Word for word, copy each record that comes after this.

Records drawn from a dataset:
········
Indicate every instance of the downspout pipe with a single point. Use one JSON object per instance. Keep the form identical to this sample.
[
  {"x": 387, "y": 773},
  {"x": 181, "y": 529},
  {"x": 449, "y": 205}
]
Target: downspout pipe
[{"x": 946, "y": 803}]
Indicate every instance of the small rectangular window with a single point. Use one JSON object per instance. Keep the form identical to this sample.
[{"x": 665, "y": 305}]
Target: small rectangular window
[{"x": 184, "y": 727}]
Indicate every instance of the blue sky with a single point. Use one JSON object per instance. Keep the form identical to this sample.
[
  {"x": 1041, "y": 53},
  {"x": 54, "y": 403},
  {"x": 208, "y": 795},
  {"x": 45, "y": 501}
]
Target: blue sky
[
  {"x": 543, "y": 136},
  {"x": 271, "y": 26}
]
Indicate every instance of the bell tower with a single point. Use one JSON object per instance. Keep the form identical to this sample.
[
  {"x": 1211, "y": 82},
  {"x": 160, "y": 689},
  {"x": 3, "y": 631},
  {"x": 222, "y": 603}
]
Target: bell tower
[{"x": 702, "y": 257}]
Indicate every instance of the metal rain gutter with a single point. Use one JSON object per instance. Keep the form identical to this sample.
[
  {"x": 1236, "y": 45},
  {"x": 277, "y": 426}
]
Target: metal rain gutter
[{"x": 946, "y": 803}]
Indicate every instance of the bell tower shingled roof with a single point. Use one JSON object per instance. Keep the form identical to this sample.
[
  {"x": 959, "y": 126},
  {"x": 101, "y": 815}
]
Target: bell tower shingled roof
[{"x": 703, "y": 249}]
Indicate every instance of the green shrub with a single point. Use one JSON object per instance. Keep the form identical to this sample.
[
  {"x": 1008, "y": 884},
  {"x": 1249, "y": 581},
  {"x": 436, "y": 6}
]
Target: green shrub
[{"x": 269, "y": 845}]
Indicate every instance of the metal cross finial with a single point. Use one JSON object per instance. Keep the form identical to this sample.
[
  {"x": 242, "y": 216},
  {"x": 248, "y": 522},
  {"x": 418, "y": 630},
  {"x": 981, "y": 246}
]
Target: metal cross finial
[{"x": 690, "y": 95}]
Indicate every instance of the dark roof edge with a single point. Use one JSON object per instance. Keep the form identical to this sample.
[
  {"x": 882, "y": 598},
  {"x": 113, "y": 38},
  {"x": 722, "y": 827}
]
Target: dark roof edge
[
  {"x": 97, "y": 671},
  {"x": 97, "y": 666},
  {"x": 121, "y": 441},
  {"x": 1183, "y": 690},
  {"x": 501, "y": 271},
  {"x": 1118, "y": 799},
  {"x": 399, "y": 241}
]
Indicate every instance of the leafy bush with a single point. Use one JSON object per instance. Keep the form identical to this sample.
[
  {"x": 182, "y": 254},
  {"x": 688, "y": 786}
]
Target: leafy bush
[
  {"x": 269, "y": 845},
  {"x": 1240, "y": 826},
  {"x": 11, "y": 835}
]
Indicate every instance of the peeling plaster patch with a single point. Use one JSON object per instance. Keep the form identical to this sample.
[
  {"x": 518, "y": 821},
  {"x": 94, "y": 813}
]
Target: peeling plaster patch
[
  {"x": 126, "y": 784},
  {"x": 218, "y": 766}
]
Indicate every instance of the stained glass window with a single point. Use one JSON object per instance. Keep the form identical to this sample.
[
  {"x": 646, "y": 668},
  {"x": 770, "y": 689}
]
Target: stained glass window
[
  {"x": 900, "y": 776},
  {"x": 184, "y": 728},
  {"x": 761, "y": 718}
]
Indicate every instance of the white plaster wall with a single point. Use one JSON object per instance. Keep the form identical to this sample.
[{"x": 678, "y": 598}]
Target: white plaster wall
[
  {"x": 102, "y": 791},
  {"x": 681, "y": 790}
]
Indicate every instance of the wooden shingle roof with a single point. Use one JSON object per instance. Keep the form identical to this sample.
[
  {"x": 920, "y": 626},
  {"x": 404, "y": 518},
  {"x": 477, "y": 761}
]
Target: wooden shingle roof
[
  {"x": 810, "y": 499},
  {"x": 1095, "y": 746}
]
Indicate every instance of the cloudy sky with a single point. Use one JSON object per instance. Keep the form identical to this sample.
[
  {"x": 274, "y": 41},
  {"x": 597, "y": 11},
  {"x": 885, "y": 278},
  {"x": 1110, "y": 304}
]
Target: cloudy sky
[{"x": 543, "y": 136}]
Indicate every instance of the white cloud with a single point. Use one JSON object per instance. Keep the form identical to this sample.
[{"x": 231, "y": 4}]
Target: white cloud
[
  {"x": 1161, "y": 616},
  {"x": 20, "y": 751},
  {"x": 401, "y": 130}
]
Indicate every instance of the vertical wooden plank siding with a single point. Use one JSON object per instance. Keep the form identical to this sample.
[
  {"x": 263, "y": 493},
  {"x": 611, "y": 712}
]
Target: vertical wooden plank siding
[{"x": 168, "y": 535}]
········
**Result for this exercise**
Indicate every instance of the downspout pipe with a single point. Use one JSON object per instance. Keep the form identical to this sample.
[
  {"x": 387, "y": 773},
  {"x": 181, "y": 529},
  {"x": 449, "y": 205}
]
Target: downspout pipe
[{"x": 946, "y": 803}]
Indicate every instance of the small rectangular window with a single point. Use one JSON object per instance. Keep the form identical to this sample.
[{"x": 665, "y": 305}]
Target: small rectangular window
[{"x": 184, "y": 727}]
Indicate every instance of the blue sky with a single point. Use one JSON object per instance. Keep the form identical to this sample.
[
  {"x": 1041, "y": 53},
  {"x": 54, "y": 403},
  {"x": 208, "y": 795},
  {"x": 45, "y": 501}
]
Target: blue sky
[
  {"x": 543, "y": 136},
  {"x": 271, "y": 26}
]
Indicate every instance of the bell tower with a single point. Use one JSON object per instance. Keep the form identical to this sample.
[
  {"x": 1211, "y": 82},
  {"x": 160, "y": 689},
  {"x": 3, "y": 631},
  {"x": 222, "y": 603}
]
Target: bell tower
[{"x": 702, "y": 257}]
Indicate every instance of the metal rain gutter with a single point. Use one JSON object per instance. Keep the form identical to this sample.
[
  {"x": 1236, "y": 45},
  {"x": 277, "y": 426}
]
Target: metal rain gutter
[{"x": 946, "y": 803}]
Indicate every instance of the bell tower shingled roof with a single point. Use one JSON object per instance. Keep the form identical to this sample.
[
  {"x": 959, "y": 126},
  {"x": 101, "y": 815}
]
Target: bell tower shingled roof
[{"x": 703, "y": 249}]
Indicate every instance of the green shrub with a single point. Use one JSON object per instance. Keep the form identical to this sample.
[
  {"x": 1008, "y": 884},
  {"x": 1249, "y": 581},
  {"x": 436, "y": 6}
]
Target: green shrub
[{"x": 269, "y": 845}]
Indicate every instance of the metal cross finial with a single point. Use one JSON object per instance. Keep the form identical to this sample.
[
  {"x": 242, "y": 216},
  {"x": 248, "y": 522},
  {"x": 418, "y": 630},
  {"x": 981, "y": 246}
]
Target: metal cross finial
[{"x": 690, "y": 95}]
Indicate every instance of the dark roof edge with a single point. Use one JSON object per instance. Keep the form identical to this sample.
[
  {"x": 882, "y": 598},
  {"x": 113, "y": 38},
  {"x": 722, "y": 827}
]
Target: dark roof edge
[
  {"x": 97, "y": 671},
  {"x": 97, "y": 666},
  {"x": 121, "y": 441},
  {"x": 1183, "y": 690},
  {"x": 501, "y": 271},
  {"x": 1118, "y": 799},
  {"x": 399, "y": 241}
]
Indicate every instance of the leafy bush with a single point. Use one JSON object per instance. Keep the form identical to this sample.
[
  {"x": 182, "y": 254},
  {"x": 688, "y": 786}
]
Target: leafy bush
[
  {"x": 269, "y": 845},
  {"x": 1240, "y": 826},
  {"x": 11, "y": 835}
]
Indicate every instance of the peeling plaster patch with a single point. Use one JSON object per instance. Keep the form identical to this sample.
[
  {"x": 518, "y": 821},
  {"x": 94, "y": 813}
]
Target: peeling plaster patch
[
  {"x": 126, "y": 784},
  {"x": 218, "y": 766}
]
Indicate every instance of the stained glass window with a single point. Use one JSON object per instance. Keep the form identical to this sample.
[
  {"x": 646, "y": 668},
  {"x": 770, "y": 689}
]
Target: stained glass window
[
  {"x": 900, "y": 776},
  {"x": 184, "y": 728},
  {"x": 761, "y": 718}
]
Indicate every instance of the white plaster wall with a single point. Use one JSON object per instance. Keep the form identical to this sample.
[{"x": 678, "y": 598}]
Target: white plaster wall
[
  {"x": 102, "y": 791},
  {"x": 681, "y": 790}
]
Indicate every instance of the wooden shingle roof with a single point. Use one JSON object per instance. Keep the form identical to this sample.
[
  {"x": 920, "y": 626},
  {"x": 404, "y": 518},
  {"x": 477, "y": 761}
]
Target: wooden shingle roof
[
  {"x": 810, "y": 499},
  {"x": 1095, "y": 746}
]
Indicate every instance of the cloudy sky with a single point. Use one JSON object per instance. Keep the form identical to this sample.
[
  {"x": 274, "y": 41},
  {"x": 597, "y": 11},
  {"x": 885, "y": 278},
  {"x": 1110, "y": 304}
]
Target: cloudy sky
[{"x": 543, "y": 136}]
Indicate every instance of the white cloud with a single point. Use one JSON object per instance. Keep the form identical to this sample.
[{"x": 231, "y": 4}]
Target: white cloud
[
  {"x": 1161, "y": 616},
  {"x": 20, "y": 751},
  {"x": 401, "y": 130}
]
Indicate every instance of the vertical wooden plank siding with a single point. Use one JSON object per instance. Keep the form identical to this sample.
[
  {"x": 263, "y": 493},
  {"x": 611, "y": 712}
]
Target: vertical wooden plank siding
[{"x": 168, "y": 535}]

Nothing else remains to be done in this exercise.